- STATED GOAL: Find "of the rear" in the records that follow; print that line and each subsequent line through the last one, verbatim and with nothing added.

- EXERCISE MATERIAL:
↓

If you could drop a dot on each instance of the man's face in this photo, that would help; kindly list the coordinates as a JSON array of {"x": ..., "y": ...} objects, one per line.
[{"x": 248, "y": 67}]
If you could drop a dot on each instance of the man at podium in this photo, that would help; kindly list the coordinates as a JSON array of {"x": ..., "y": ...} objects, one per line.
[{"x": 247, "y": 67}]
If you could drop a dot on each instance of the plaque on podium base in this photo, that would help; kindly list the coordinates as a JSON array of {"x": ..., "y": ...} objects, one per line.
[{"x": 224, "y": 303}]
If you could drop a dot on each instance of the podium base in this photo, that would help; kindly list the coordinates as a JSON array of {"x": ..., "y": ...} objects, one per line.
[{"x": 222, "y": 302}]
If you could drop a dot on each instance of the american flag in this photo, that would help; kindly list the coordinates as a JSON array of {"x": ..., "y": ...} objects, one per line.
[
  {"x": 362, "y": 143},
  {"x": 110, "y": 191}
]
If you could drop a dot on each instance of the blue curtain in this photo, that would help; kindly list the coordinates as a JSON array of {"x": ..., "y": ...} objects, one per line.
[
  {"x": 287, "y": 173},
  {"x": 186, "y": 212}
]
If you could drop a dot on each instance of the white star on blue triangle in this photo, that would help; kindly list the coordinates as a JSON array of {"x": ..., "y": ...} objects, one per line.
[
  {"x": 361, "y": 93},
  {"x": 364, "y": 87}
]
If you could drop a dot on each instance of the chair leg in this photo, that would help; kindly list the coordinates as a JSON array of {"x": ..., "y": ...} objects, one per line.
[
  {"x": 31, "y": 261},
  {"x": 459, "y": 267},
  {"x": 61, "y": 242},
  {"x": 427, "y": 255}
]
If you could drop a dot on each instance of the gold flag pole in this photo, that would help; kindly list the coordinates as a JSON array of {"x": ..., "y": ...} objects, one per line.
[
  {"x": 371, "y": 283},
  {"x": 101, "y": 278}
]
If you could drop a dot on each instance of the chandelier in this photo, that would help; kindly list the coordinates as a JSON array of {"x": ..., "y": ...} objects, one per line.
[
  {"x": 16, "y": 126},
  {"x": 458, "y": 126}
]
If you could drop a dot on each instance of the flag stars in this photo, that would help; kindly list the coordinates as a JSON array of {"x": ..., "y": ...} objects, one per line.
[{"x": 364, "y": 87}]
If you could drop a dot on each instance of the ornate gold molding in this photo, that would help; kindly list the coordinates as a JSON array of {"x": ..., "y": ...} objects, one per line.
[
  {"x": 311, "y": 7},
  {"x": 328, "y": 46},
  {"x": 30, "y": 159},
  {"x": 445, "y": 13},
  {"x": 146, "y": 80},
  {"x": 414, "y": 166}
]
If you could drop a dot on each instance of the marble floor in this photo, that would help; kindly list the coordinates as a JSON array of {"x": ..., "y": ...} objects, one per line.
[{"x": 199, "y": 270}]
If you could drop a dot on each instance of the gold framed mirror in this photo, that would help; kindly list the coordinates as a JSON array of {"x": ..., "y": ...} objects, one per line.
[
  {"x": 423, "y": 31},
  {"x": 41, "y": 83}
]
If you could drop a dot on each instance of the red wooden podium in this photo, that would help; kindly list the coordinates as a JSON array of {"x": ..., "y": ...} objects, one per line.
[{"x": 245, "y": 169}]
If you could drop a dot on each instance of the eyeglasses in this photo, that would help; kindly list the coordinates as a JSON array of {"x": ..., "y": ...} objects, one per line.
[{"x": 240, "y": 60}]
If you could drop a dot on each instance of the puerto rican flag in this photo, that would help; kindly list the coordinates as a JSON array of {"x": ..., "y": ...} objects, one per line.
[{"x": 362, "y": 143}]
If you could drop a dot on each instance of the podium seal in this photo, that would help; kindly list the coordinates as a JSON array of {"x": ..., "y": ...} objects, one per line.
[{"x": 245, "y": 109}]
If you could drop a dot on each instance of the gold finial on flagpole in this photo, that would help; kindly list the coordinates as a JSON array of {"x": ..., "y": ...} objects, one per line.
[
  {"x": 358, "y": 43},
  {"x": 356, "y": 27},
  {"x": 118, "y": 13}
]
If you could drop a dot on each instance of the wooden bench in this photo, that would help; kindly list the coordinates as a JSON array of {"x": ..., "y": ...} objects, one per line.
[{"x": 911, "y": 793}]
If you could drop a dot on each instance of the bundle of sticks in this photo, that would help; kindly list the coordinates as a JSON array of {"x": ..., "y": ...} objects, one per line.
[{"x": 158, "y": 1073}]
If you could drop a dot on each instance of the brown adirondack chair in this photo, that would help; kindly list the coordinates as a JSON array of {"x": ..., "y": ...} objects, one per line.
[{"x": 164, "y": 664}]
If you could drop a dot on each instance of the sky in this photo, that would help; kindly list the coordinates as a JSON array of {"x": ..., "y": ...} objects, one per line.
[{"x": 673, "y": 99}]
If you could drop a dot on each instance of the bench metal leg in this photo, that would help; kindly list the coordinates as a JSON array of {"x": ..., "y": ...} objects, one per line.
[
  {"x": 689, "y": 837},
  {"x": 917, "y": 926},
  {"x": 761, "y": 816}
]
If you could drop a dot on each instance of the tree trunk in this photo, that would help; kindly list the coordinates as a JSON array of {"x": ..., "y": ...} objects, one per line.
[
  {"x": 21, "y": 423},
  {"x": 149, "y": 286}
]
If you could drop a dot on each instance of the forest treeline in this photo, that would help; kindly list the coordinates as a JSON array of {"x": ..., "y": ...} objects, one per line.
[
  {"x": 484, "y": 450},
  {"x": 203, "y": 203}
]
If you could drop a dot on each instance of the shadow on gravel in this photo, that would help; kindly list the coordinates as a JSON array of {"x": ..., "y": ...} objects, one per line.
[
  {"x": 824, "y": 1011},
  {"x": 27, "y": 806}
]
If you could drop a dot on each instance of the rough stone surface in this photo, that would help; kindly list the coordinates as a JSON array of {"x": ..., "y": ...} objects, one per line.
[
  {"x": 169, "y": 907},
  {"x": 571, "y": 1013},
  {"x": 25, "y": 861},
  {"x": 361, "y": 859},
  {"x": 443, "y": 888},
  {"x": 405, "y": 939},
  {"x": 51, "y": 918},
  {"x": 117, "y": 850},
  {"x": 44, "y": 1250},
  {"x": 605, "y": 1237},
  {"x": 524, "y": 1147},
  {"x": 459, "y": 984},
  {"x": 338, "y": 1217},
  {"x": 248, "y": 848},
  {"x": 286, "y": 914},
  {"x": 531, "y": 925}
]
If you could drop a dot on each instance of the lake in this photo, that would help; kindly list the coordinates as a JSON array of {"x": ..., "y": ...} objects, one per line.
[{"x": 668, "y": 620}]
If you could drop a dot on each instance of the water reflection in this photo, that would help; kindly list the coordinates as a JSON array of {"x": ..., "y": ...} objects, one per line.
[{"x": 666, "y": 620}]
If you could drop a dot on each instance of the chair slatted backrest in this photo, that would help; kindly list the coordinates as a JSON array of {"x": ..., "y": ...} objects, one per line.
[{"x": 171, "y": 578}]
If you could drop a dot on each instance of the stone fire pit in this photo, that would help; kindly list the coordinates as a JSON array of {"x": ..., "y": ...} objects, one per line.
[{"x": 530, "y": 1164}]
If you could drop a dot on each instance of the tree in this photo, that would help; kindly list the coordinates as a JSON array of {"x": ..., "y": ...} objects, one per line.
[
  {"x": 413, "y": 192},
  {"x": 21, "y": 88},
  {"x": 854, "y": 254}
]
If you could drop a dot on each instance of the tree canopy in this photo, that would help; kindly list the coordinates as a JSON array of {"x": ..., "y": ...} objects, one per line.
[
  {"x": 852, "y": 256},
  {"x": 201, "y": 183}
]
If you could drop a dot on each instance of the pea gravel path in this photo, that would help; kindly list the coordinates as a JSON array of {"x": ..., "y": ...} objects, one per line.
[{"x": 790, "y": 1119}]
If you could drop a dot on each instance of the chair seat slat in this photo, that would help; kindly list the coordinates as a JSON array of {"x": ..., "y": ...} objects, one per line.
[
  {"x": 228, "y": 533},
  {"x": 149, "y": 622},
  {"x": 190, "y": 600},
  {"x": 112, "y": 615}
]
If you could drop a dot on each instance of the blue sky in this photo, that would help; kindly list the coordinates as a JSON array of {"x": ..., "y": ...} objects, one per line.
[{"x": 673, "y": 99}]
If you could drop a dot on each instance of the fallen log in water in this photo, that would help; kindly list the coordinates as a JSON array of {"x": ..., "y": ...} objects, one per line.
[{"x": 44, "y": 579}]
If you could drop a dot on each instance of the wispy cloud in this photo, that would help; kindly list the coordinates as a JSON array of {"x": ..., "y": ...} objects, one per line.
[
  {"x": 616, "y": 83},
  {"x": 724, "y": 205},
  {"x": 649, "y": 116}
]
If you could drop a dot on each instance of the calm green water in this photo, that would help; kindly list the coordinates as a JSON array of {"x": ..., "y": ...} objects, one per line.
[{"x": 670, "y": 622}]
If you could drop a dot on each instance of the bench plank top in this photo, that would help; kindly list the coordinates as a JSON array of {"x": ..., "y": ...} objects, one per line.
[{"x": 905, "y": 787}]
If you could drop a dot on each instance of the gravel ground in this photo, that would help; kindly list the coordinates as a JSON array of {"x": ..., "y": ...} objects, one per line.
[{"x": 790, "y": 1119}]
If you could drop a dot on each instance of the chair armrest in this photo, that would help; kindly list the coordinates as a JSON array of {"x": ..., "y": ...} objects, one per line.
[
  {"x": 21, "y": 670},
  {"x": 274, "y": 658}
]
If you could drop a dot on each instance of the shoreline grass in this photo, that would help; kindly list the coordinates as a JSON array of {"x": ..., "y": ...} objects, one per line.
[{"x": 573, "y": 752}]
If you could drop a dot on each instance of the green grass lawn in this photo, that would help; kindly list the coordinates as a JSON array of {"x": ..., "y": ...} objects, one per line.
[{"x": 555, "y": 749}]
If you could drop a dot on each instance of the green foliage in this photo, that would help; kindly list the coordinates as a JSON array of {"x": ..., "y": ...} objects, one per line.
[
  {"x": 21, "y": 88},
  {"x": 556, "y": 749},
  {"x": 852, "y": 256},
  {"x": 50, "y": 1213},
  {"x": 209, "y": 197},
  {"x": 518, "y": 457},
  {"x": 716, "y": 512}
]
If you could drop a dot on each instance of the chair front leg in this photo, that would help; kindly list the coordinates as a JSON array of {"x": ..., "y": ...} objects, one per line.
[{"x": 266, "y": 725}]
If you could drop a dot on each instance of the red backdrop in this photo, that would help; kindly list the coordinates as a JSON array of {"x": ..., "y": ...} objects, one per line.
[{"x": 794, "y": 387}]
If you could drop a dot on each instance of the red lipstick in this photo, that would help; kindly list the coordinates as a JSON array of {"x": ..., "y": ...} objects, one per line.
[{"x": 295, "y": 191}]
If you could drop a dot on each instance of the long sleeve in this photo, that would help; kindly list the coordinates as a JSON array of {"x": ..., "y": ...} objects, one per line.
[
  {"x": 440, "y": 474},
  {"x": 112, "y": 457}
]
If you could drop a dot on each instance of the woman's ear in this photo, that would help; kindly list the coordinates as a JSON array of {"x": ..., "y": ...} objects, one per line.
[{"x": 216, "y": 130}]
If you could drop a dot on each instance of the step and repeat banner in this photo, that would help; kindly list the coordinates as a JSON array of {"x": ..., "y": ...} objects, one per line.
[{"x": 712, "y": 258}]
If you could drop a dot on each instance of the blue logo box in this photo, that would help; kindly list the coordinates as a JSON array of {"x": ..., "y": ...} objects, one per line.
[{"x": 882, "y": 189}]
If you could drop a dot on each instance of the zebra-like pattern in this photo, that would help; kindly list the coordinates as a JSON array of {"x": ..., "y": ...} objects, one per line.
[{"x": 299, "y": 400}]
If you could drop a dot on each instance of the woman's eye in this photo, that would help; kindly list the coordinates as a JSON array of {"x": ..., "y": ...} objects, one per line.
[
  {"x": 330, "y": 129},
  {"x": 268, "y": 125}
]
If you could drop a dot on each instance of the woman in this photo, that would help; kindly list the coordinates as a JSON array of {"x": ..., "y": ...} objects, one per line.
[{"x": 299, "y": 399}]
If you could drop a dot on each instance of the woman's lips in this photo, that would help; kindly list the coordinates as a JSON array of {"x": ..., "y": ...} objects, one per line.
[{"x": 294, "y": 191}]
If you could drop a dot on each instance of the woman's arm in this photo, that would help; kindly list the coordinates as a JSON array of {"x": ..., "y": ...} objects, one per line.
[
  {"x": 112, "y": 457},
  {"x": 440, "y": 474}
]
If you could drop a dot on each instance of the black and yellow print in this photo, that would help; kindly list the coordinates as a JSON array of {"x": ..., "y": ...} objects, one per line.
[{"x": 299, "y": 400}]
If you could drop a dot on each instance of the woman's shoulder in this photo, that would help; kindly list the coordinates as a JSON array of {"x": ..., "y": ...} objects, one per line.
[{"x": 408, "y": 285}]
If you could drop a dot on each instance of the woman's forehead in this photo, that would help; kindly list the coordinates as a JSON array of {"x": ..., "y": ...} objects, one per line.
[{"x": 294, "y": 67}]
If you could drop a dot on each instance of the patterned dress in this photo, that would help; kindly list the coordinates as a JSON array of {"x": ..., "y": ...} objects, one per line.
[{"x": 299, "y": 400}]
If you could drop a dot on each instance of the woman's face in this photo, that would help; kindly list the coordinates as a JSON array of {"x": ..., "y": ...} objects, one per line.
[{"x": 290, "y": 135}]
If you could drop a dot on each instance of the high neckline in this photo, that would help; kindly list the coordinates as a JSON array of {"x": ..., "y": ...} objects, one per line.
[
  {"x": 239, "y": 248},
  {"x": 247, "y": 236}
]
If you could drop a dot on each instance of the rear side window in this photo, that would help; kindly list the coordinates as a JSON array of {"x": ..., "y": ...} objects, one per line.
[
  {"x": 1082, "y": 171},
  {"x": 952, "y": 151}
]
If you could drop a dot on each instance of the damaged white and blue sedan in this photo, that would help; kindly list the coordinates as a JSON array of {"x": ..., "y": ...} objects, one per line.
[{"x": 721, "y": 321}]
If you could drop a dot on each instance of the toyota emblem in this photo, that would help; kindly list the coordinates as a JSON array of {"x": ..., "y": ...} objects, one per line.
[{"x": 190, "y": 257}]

↑

- THE RESULT:
If you could drop a dot on each instance of the rear side window in this photo, that would help; kindly list the coordinates as a JSON array of {"x": ..., "y": ...} objects, one per line.
[
  {"x": 1082, "y": 171},
  {"x": 952, "y": 151}
]
If you could drop a dot on each instance of the damaged white and blue sedan in this photo, that would help; kindly list the coordinates as a JSON array of {"x": ..., "y": ...} objects, one per line.
[{"x": 721, "y": 321}]
If you could drop a dot on each instance of the toyota emblem in this photo, that would help; kindly list the coordinates as a JSON array of {"x": ..., "y": ...} objects, one per line.
[{"x": 190, "y": 257}]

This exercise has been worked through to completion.